ENTRIES PROVIDED ▸

════════════════════

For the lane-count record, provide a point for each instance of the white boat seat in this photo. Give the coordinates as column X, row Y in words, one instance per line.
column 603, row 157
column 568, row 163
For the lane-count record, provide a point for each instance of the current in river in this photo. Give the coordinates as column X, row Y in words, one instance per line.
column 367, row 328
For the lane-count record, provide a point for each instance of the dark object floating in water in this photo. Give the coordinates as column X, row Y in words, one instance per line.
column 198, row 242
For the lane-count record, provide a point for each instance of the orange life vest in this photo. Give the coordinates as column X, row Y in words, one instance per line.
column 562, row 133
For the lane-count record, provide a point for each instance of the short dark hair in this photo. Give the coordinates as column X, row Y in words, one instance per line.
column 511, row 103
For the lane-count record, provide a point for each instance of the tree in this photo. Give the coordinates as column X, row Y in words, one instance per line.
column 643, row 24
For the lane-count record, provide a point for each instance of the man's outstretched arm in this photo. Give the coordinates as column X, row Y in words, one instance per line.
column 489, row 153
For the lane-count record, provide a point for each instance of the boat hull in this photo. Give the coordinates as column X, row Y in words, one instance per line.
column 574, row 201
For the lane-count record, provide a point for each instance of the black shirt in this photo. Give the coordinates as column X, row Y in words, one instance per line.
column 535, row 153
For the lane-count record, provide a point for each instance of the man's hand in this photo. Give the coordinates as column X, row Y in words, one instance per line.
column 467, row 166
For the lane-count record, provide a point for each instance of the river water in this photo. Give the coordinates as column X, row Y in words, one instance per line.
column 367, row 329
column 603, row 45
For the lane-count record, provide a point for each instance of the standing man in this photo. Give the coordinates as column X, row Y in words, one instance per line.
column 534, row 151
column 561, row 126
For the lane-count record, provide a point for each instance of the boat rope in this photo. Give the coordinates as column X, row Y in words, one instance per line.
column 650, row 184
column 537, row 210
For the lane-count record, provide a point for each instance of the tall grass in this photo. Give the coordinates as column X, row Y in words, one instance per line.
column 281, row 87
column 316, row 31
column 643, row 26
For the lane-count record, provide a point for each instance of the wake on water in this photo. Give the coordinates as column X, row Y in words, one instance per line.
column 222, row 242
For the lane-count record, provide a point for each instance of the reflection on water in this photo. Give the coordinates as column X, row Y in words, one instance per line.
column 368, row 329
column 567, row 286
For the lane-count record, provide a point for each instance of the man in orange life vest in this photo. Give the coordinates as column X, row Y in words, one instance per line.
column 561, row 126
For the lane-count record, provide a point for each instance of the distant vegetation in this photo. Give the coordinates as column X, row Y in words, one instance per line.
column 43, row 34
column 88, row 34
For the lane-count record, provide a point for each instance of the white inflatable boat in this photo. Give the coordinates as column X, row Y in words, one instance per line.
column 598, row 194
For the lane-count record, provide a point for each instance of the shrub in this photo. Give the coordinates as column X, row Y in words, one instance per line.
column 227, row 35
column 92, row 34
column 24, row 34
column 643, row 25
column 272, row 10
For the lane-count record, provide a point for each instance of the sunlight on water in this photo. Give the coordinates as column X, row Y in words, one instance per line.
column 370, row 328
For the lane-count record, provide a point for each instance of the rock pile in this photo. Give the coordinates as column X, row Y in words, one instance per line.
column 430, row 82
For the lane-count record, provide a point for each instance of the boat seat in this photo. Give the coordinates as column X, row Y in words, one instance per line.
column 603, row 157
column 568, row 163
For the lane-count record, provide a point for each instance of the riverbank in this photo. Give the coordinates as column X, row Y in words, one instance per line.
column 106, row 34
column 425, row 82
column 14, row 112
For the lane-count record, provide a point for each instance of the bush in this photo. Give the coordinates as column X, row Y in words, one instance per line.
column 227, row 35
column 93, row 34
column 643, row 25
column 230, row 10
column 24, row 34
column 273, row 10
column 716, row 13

════════════════════

WHAT YOU WILL DO ▸ Repeat the data in full, exactly as supplied.

EXERCISE RESULT ▸
For the lane-count record, provide a point for each instance of the white boat seat in this photo. Give the coordinates as column X, row Y in words, one instance per line.
column 603, row 157
column 568, row 163
For the lane-count record, provide a point for each instance of the current in river in this photo. Give the coordinates as column X, row Y in words, one instance per line.
column 367, row 328
For the lane-count record, provide a point for each instance of the dark object floating in water in this photo. Give the coordinates as column X, row Y in words, one instance per line.
column 198, row 242
For the lane-count record, provide a point for each instance of the orange life vest in this photo. Give the coordinates as column X, row Y in words, one instance per line.
column 562, row 133
For the lane-count record, provide a point for each instance of the short dark hair in this photo. Give the coordinates as column X, row Y in words, one instance per line.
column 511, row 103
For the lane-count record, provide a point for each instance of the tree in this photo. Give the coordinates as column X, row Y in words, one instance per line.
column 643, row 24
For the lane-count record, provide a point for each instance of the man's outstretched arm in this photo. Give the coordinates as column X, row Y in words, one instance per line.
column 489, row 153
For the lane-count record, provide a point for each instance of the boat hull in this photo. Give the coordinates as column X, row Y in words, one instance per line.
column 574, row 201
For the lane-count record, provide a point for each instance of the black shirt in this photo. Give the coordinates as column X, row Y in words, one instance per line.
column 535, row 153
For the lane-count record, provide a point for each instance of the man's hand in this photo. Give the coordinates as column X, row Y in words, one instance per line.
column 467, row 166
For the lane-count record, provide a point for each instance of the river water in this photo. Give the coordinates as column X, row Y in words, one instance per line.
column 367, row 329
column 603, row 45
For the lane-count record, provide a point for each instance of the standing man in this photo. Give the coordinates as column X, row Y in words, one instance per line.
column 534, row 151
column 561, row 126
For the lane-count record, provide a point for each instance of the boat rope in this photo. Give the coordinates as column X, row Y in words, one instance per line.
column 650, row 184
column 537, row 210
For the lane-count record, provide a point for each instance of the tall grass in this photo. Give the coordinates as column X, row Y in words, one instance per line.
column 281, row 87
column 316, row 31
column 643, row 26
For the lane-count record, provide a point for each instance of the wake on water in this photo. Give the coordinates as column X, row Y in words, one instance per line.
column 222, row 242
For the lane-count record, provide a point for each instance of the reflection on water in this photo. Give the coordinates as column X, row Y in words, one instance per line.
column 368, row 329
column 567, row 286
For the lane-count record, provide a point for each instance of the man in orange life vest in this photo. Give the coordinates as column X, row Y in words, one instance per line.
column 561, row 126
For the lane-count record, provide a point for each instance of the distant vegetation in this photo. Give the coordinates as column X, row Y in words, one instance per line.
column 43, row 34
column 88, row 34
For the lane-count record, provide a point for each instance of the white inflatable boat in this photo. Give the coordinates as column X, row Y in words, one instance per line.
column 598, row 194
For the lane-count record, provide a point for each instance of the shrub in this photo. Give the coordinates as column X, row Y in words, one instance per line.
column 227, row 35
column 92, row 34
column 24, row 34
column 643, row 25
column 272, row 10
For the lane-count record, provide a point for each instance of the sunlight on water in this photo. Give the coordinates as column X, row Y in words, one instance per line.
column 370, row 328
For the lane-count record, provide a point for each instance of the rock pile in this photo. Give the coordinates as column X, row Y in words, one instance per line.
column 430, row 82
For the lane-count record, provide a point for each instance of the boat seat in this photo. Give the coordinates as column X, row Y in words, one instance per line.
column 603, row 157
column 568, row 163
For the lane-count record, provide a point for each instance of the riverbank in this photo. Give the coordinates as column X, row Y in words, one instance per line.
column 106, row 34
column 425, row 82
column 14, row 112
For the lane-count record, provide a point for each instance of the bush in this photo. Give the coordinates as column X, row Y in words, one instance per line.
column 227, row 35
column 93, row 34
column 643, row 25
column 230, row 10
column 24, row 34
column 273, row 10
column 716, row 13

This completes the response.